> Supplied entries
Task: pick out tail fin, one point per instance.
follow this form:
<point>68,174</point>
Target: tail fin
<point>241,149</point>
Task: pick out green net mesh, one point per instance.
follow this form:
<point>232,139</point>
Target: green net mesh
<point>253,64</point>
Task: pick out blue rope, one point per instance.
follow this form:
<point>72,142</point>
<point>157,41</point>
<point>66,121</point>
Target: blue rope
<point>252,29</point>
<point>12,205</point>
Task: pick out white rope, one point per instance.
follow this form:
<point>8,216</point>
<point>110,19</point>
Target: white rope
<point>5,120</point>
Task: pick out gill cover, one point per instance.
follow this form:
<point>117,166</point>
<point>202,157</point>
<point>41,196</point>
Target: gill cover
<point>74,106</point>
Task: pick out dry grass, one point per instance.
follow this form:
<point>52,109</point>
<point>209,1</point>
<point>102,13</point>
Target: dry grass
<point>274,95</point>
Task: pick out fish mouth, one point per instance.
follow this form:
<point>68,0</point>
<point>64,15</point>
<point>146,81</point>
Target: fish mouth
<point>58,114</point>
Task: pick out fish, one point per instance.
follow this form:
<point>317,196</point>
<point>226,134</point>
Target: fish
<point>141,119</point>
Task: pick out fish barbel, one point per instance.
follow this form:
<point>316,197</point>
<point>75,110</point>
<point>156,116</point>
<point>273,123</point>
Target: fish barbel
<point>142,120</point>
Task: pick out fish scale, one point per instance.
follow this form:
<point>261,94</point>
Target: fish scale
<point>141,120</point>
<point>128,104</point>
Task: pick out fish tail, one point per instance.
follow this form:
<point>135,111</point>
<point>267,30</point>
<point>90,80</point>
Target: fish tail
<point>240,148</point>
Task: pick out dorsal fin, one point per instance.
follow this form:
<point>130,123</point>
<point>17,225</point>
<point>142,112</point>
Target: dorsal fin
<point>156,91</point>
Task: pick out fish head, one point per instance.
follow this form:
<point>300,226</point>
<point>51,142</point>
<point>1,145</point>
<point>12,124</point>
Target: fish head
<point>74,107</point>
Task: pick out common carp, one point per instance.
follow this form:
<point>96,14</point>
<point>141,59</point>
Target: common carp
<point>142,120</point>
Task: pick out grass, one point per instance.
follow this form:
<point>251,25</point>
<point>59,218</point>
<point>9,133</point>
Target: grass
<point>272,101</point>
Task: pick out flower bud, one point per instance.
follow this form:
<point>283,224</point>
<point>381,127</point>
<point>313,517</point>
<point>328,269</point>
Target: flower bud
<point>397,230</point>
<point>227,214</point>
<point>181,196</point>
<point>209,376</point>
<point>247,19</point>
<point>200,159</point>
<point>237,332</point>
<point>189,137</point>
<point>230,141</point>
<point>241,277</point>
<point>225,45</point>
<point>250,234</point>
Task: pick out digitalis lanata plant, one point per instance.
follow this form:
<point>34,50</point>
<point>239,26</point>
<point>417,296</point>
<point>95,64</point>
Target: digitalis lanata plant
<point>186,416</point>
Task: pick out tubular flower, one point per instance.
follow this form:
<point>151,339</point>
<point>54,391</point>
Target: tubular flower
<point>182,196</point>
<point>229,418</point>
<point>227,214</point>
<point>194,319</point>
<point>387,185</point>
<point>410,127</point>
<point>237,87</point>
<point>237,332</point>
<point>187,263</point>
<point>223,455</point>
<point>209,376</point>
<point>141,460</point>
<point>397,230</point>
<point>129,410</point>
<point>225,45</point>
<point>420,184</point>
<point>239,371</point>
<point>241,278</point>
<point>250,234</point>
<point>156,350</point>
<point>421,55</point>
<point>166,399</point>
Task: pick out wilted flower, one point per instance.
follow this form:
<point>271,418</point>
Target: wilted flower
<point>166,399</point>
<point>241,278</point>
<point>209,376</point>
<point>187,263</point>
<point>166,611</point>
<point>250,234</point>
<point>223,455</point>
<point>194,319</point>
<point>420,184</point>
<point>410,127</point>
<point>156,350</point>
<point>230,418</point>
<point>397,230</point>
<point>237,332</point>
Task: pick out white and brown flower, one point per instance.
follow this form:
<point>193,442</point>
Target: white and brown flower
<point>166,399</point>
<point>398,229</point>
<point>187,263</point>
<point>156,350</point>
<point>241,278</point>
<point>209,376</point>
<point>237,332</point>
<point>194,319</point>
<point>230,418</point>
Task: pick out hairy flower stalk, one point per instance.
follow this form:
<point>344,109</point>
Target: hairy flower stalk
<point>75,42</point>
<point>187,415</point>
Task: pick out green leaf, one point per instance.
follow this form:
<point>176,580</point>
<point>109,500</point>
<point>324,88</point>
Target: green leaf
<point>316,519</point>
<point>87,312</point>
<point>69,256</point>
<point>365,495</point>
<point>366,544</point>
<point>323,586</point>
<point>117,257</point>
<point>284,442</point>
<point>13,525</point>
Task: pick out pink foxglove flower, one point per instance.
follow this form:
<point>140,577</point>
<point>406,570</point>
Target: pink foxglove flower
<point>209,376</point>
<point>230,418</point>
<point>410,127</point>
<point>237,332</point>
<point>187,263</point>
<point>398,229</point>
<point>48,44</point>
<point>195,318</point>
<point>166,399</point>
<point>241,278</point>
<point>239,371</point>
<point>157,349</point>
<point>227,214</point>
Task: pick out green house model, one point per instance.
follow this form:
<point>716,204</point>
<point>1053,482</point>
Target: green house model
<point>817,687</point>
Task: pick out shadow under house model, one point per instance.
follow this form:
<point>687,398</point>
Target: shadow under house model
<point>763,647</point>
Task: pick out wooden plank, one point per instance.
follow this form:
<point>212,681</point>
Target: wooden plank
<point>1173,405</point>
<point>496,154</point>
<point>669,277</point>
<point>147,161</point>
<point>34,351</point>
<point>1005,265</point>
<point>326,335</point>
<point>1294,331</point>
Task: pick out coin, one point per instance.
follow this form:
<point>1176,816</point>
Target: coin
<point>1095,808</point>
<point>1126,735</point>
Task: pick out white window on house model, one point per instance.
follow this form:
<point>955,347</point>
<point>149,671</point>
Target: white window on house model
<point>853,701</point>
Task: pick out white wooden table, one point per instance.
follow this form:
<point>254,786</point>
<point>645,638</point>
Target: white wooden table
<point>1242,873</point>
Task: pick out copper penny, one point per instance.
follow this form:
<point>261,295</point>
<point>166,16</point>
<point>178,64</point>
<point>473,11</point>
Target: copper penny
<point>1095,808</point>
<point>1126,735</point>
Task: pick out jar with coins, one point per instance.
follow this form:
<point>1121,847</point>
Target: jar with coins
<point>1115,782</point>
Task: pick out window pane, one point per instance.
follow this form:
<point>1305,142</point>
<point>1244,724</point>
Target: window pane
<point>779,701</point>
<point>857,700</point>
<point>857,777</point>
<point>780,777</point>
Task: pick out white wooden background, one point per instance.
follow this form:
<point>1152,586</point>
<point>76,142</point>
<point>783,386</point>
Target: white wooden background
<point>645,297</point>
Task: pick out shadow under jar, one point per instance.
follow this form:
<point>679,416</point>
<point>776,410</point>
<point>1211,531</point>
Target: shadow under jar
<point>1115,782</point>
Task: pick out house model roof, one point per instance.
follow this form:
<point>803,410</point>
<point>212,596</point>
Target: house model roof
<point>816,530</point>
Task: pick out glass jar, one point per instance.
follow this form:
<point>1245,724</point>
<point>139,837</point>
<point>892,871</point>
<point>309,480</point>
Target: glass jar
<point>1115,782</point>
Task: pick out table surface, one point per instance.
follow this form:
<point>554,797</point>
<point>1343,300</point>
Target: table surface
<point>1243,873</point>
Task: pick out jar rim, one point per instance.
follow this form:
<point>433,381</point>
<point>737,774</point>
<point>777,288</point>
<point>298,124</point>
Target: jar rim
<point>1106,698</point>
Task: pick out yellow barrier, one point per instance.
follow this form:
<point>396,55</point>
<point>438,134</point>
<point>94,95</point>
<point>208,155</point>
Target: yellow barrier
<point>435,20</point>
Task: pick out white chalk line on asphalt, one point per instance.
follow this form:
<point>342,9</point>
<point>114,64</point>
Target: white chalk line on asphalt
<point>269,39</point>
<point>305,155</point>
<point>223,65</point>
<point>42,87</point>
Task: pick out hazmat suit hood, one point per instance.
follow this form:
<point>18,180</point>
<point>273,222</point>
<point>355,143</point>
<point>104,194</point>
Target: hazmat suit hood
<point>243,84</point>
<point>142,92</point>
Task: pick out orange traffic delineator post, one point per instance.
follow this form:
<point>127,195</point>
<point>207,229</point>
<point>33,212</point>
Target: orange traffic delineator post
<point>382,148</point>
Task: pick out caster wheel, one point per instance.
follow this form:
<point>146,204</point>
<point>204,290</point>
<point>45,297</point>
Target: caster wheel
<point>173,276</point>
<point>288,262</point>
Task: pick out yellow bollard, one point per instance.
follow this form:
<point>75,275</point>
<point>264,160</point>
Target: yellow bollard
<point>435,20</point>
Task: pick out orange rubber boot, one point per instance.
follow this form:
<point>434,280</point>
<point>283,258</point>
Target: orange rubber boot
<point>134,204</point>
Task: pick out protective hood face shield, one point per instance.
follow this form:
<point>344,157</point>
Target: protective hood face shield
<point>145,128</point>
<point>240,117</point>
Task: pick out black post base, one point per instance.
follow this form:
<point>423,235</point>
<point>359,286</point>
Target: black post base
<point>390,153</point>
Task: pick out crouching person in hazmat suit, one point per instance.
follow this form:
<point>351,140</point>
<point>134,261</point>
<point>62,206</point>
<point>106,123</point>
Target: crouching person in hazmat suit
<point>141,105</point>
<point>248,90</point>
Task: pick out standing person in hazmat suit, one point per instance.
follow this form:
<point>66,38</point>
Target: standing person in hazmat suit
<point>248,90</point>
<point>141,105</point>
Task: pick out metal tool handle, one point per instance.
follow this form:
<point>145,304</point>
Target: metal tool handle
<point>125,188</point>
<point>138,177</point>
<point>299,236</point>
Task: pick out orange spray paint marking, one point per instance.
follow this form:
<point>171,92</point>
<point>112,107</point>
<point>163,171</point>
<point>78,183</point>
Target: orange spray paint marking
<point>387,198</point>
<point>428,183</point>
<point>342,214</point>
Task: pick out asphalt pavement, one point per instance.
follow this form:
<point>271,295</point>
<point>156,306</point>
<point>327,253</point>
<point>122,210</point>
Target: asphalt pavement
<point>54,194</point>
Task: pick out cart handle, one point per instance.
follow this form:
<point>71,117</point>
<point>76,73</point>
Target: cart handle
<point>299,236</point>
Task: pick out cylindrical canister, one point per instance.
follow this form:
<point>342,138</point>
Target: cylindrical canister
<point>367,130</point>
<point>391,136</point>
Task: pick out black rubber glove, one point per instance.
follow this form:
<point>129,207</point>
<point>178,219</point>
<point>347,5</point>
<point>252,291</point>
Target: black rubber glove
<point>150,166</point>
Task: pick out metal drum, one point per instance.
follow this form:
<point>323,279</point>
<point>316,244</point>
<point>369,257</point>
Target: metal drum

> Exercise requirements
Among the lines above, repeat exactly those from the line with "Target: crouching person in hazmat suit" to the line with "<point>145,304</point>", counting both ends.

> Result
Target: crouching person in hazmat suit
<point>141,105</point>
<point>248,90</point>
Task: pick out standing person in hazmat suit, one point per instance.
follow this form:
<point>66,38</point>
Target: standing person in hazmat suit
<point>248,90</point>
<point>141,105</point>
Task: pick out metal tool handle, one point per instance.
follow this form:
<point>145,304</point>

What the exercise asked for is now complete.